Stored items
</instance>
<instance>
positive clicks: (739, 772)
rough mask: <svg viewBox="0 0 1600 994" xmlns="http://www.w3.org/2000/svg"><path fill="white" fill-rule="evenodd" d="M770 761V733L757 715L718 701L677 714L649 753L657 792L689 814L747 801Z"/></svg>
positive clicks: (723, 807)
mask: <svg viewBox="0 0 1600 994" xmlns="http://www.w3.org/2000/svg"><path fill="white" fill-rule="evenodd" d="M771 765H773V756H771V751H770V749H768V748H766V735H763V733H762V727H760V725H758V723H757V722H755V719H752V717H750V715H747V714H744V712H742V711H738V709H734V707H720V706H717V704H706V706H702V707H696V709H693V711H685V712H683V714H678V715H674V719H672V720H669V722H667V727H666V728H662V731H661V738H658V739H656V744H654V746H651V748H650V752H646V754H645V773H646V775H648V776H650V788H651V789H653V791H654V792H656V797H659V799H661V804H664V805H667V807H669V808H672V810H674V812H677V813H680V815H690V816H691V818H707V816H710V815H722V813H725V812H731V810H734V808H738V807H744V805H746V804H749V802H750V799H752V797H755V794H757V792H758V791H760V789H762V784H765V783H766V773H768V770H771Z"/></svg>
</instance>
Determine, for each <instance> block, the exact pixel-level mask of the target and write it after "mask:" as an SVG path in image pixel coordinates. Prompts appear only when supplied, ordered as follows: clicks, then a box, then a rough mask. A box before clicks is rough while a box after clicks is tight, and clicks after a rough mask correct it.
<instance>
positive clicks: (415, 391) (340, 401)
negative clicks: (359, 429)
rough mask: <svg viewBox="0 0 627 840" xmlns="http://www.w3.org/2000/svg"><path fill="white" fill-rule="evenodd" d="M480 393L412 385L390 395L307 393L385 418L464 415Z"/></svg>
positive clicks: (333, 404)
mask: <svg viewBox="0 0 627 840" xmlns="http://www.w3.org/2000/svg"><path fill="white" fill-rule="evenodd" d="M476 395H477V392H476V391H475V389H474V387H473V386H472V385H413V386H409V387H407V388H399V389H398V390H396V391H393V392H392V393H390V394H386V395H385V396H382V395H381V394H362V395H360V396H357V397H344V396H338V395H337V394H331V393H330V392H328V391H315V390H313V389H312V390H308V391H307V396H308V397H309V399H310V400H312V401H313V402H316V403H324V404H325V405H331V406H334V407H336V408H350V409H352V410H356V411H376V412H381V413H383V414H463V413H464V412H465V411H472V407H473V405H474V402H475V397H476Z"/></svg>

● **How to complete this task**:
Every record must be retyped so that it matches the original exactly.

● **Expected answer**:
</instance>
<instance>
positive clicks: (739, 772)
rough mask: <svg viewBox="0 0 1600 994" xmlns="http://www.w3.org/2000/svg"><path fill="white" fill-rule="evenodd" d="M770 761V733L757 715L718 701L677 714L649 753L657 792L689 814L747 801Z"/></svg>
positive clicks: (723, 807)
mask: <svg viewBox="0 0 1600 994" xmlns="http://www.w3.org/2000/svg"><path fill="white" fill-rule="evenodd" d="M771 765H773V756H771V751H770V749H768V748H766V735H763V733H762V727H760V725H758V723H757V722H755V719H752V717H750V715H747V714H744V712H742V711H738V709H734V707H720V706H717V704H706V706H702V707H696V709H693V711H685V712H683V714H678V715H674V719H672V720H669V722H667V727H666V728H662V731H661V738H658V739H656V744H654V746H651V748H650V752H646V754H645V773H646V775H648V776H650V788H651V789H653V791H654V792H656V797H659V799H661V804H664V805H667V807H669V808H672V810H674V812H677V813H680V815H690V816H691V818H707V816H710V815H722V813H725V812H731V810H734V808H738V807H744V805H746V804H749V802H750V799H752V797H755V794H757V792H758V791H760V789H762V784H765V783H766V773H768V770H771Z"/></svg>
</instance>
Determine, for each <instance> block, the exact pixel-level mask of the target and write it after "mask:" as an SVG path in image pixel coordinates. Prompts appear only when supplied, ordered as follows: clicks, then a box, then a rough mask. A box before clicks is rough while a box after clicks is tight, and clicks after a rough mask correct it.
<instance>
positive clicks: (415, 391) (340, 401)
negative clicks: (359, 429)
rough mask: <svg viewBox="0 0 627 840" xmlns="http://www.w3.org/2000/svg"><path fill="white" fill-rule="evenodd" d="M480 393L412 385L390 395L307 393L385 418L464 415Z"/></svg>
positive clicks: (333, 404)
mask: <svg viewBox="0 0 627 840" xmlns="http://www.w3.org/2000/svg"><path fill="white" fill-rule="evenodd" d="M476 395H477V392H476V391H475V389H474V387H473V386H472V385H413V386H409V387H407V388H399V389H398V390H396V391H393V392H392V393H390V394H386V395H385V396H382V395H381V394H362V395H360V396H357V397H344V396H338V395H337V394H331V393H330V392H328V391H315V390H313V389H312V390H308V391H307V396H308V397H309V399H310V400H312V401H313V402H316V403H324V404H325V405H331V406H334V407H336V408H350V409H352V410H356V411H376V412H381V413H383V414H463V413H464V412H465V411H472V407H473V405H474V402H475V397H476Z"/></svg>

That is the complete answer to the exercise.